+++ Information supplied
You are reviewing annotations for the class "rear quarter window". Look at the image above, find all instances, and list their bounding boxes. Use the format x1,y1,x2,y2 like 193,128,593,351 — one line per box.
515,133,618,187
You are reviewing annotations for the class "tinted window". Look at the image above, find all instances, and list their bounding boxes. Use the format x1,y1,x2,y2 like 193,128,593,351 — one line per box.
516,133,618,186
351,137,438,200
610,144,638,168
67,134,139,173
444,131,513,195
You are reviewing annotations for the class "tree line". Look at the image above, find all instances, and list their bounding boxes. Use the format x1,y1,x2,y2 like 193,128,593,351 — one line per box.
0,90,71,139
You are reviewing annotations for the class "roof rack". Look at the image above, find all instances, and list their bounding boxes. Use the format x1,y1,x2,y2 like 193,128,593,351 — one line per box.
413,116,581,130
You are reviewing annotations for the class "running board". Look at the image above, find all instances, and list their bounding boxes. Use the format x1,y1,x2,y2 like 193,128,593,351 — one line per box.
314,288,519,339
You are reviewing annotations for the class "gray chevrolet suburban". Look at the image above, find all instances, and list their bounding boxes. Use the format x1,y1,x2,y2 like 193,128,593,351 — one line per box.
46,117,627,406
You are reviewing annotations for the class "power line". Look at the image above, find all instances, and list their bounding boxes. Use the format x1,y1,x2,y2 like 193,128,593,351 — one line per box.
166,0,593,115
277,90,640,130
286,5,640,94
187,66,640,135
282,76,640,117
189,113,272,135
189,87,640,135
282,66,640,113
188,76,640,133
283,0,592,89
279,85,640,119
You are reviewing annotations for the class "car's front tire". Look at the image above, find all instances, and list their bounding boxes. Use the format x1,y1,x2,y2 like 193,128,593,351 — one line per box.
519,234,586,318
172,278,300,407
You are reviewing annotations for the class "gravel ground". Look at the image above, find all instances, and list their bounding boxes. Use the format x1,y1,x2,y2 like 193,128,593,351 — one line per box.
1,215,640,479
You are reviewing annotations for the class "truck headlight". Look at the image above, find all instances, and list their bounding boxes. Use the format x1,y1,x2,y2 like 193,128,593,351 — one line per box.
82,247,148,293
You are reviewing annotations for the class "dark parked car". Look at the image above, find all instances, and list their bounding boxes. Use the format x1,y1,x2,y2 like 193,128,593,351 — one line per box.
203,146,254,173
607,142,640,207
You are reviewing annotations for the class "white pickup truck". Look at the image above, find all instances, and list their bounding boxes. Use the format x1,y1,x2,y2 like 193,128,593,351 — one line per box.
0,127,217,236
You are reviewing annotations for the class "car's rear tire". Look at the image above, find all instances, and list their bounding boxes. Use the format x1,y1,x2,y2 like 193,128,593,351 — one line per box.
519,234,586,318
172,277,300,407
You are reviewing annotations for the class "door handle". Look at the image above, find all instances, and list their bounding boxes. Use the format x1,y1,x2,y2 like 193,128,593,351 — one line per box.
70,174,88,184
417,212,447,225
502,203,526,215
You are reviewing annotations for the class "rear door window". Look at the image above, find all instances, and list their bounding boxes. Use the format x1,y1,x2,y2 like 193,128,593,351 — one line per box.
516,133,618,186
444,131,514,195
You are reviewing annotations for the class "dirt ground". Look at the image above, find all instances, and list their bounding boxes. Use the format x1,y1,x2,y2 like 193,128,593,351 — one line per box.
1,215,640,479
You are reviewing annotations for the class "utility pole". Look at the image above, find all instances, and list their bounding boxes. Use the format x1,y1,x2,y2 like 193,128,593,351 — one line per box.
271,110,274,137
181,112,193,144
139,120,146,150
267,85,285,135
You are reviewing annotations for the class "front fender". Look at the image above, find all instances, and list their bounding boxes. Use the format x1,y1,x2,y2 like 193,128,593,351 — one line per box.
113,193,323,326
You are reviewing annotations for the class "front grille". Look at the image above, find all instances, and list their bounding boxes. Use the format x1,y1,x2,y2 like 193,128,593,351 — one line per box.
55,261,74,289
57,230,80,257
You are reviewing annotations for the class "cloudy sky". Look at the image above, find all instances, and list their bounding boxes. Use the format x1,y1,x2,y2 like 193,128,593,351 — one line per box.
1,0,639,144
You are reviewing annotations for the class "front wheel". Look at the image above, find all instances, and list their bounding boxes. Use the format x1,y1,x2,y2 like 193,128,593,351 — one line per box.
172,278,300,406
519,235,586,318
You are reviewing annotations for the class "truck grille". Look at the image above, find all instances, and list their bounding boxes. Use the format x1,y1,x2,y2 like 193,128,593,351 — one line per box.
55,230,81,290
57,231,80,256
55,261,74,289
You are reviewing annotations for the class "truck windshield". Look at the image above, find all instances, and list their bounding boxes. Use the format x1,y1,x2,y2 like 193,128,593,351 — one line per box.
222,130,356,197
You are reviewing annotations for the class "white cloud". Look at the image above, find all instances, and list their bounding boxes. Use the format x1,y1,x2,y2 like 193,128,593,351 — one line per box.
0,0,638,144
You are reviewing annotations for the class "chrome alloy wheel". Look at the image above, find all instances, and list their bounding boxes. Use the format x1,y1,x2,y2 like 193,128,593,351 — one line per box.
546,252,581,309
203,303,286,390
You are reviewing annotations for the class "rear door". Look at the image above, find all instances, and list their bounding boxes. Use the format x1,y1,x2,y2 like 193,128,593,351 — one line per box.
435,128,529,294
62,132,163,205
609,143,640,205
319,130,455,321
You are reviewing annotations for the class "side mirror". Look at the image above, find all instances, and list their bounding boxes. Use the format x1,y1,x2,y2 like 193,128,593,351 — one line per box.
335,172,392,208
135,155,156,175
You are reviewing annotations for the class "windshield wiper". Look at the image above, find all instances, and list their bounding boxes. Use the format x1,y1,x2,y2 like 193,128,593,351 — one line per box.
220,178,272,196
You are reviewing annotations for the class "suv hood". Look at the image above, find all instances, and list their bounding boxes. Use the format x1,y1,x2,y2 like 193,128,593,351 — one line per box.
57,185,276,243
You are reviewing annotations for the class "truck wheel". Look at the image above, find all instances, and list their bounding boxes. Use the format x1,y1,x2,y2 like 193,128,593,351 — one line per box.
++++++
## What the exercise asks
Please retype the listing above with no line missing.

## Reply
You are reviewing annotations for the class "rear quarter window". Look at the image above, find all instances, and list their bounding boxes. Use the format x1,y1,x2,y2 like 193,128,593,351 — one line per box.
515,133,618,187
You are reviewing annotations for the class "tinted window". Look at the image above, find all instances, and list their bounding boxes. Use the format x1,y1,x2,y2 like 193,128,593,351 — one line per box.
516,133,618,186
351,137,438,200
610,144,638,168
67,134,139,173
444,131,513,195
You are reviewing annotations for the class "tree line". Look at the image above, find all instances, and list their bounding boxes. Use the format x1,y1,x2,y2 like 193,128,593,351 — one line per box.
0,90,71,139
You are reviewing annotations for the class "roof rack". Look at the image above, find all instances, and list their bounding boxes. Use the format x1,y1,x2,y2 like 193,128,593,351 — one line per box.
413,116,581,130
You are reviewing annotations for the class "running board". Look at the image above, find all instances, and list their bounding boxes. Use the format x1,y1,x2,y2 like 193,128,593,351 — one line per box.
314,288,519,339
You are reviewing annotations for the class "gray chevrolet suburban". Look at the image above, find all instances, and list their bounding boxes. Use the format x1,y1,x2,y2 like 193,128,593,351 — one line per box.
46,117,627,406
You are reviewing annotations for the class "power line". Look at the image above, find all instances, and list their bounding boxes. Use the format x1,y1,x2,y2 like 193,128,593,351 — one line per box.
166,0,593,115
277,90,640,130
286,5,640,94
187,66,640,135
282,76,640,117
189,113,272,135
189,87,640,135
282,66,640,113
188,76,640,133
283,0,592,89
279,85,640,119
You are reviewing annotations for the class "car's front tire". Look at the image above, find all instances, and list their bounding boxes. Use the format x1,y1,x2,y2 like 193,128,593,351 — one line per box.
519,234,586,318
172,278,300,407
You are reviewing annotations for the class "gravel ground". Look at the image above, find all instances, and list their bounding boxes. Use the format x1,y1,x2,y2 like 193,128,593,351 — one line per box.
1,215,640,479
You are reviewing annotations for the class "truck headlight". Look at the image above, find all instances, and list their bounding boxes. Use the format x1,y1,x2,y2 like 193,128,593,351 — one line per box.
82,247,148,293
You are reviewing annotations for the class "dark parked car". Look at the image above, find all instances, and list their bounding boxes. Use the format x1,y1,x2,y2 like 193,128,593,351 — one line per box.
203,146,254,173
607,142,640,207
You are reviewing annotations for the class "white pickup truck". Look at the image above, find all instances, and list their bounding boxes. Use the format x1,y1,x2,y2 like 193,128,593,351 — one line per box.
0,127,217,236
You are reviewing annotations for the class "car's rear tire". Look at the image above, find all instances, and list their bounding boxes. Use the format x1,y1,x2,y2 like 193,128,593,351 — one line per box.
519,234,586,318
172,277,300,407
You are reviewing annotations for the class "door handle". Look at the image above, find all instances, and list their bounding boxes. Use the format x1,y1,x2,y2 like 193,128,593,351 — one line per box.
70,174,88,184
417,212,447,225
502,203,526,215
You are reviewing annotations for the class "rear door window". Look at the image above, find all instances, and list their bounding boxes. Use the format x1,y1,x2,y2 like 193,128,593,351 — one line per box.
516,133,618,186
444,131,514,195
You are reviewing annotations for the class "dirt ground". Look at the image above, find all instances, and list their bounding boxes. Use the format x1,y1,x2,y2 like 193,128,593,351 — one line per box.
1,215,640,479
You are reviewing annotations for the class "utility pole". Look at the image above, find all instances, and list their bounding boxes. Use the format x1,y1,x2,y2 like 193,128,593,351 — one line per box.
271,110,274,137
181,112,193,144
139,120,146,150
267,85,285,135
You are reviewing annotations for the class "front fender". Look at the image above, find all instances, and list their bounding boxes. Use the format x1,y1,x2,y2 like 193,128,593,351 — one line per box.
113,193,323,326
You are reviewing annotations for the class "front grille". Look at the image above, find all instances, and list their bounding boxes. Use the format x1,y1,x2,y2 like 193,128,593,351 — one line per box.
55,261,74,289
57,230,80,257
You are reviewing annotations for the class "cloudy sky". Look at the image above, find all instances, and list their bounding boxes. Use the format x1,y1,x2,y2 like 193,128,593,351 — one line per box.
1,0,639,144
You are reviewing annotations for the class "front wheel". Look at the image above, find all instances, and list their bounding boxes. Use the format x1,y1,x2,y2 like 193,128,593,351 — one line per box.
172,278,300,406
519,235,586,318
You are reviewing annotations for the class "truck grille". Look at the image above, find all instances, and list their bounding boxes. Use the format x1,y1,x2,y2 like 193,128,593,351 — one line per box.
55,230,81,290
57,231,80,256
55,261,74,289
You are reviewing annotations for the class "truck windshield". Look at the image above, find all instances, and list their bounding boxes. Use the format x1,y1,x2,y2 like 193,128,593,351 — one line per box.
222,130,356,197
You are reviewing annotations for the class "white cloud". Look at the image above, find all instances, and list their bounding boxes. Use the format x1,y1,x2,y2 like 193,128,593,351 — one line per box.
0,0,638,144
You are reviewing annotations for the class "chrome alloy wheel". Look at the image above, find all instances, and list their bounding boxes. Use the format x1,y1,x2,y2 like 193,128,593,351 — one line per box.
546,252,581,309
203,303,286,390
You are reviewing annotations for the class "rear door". Look at the image above, find all instances, and list their bounding boxes. Use the format x1,y1,x2,y2 like 193,128,593,351 — one line per box.
435,128,529,294
62,132,163,205
609,143,640,205
319,130,455,321
You are reviewing annotations for the class "side mirror". Look at the image above, find all instances, and list their bounding boxes. Use the format x1,y1,x2,y2 like 193,128,593,351 — one line per box.
335,172,392,208
135,155,156,175
You are reviewing annotations for the class "windshield wiper". Look at the image above, find all instances, and list their bounding boxes. Use the format x1,y1,x2,y2 like 193,128,593,351 — one line per box.
220,178,272,196
You are reviewing annotations for the class "suv hood". Look at the image above, find all instances, and list their bounding boxes. Use the format x1,y1,x2,y2 like 193,128,593,351 — one line per box.
57,185,276,243
You are reviewing annotations for the class "truck wheel". Look at the image above, find all instances, and list their bounding boxes. Use the format x1,y1,x2,y2 like 193,128,593,351 — one line per box.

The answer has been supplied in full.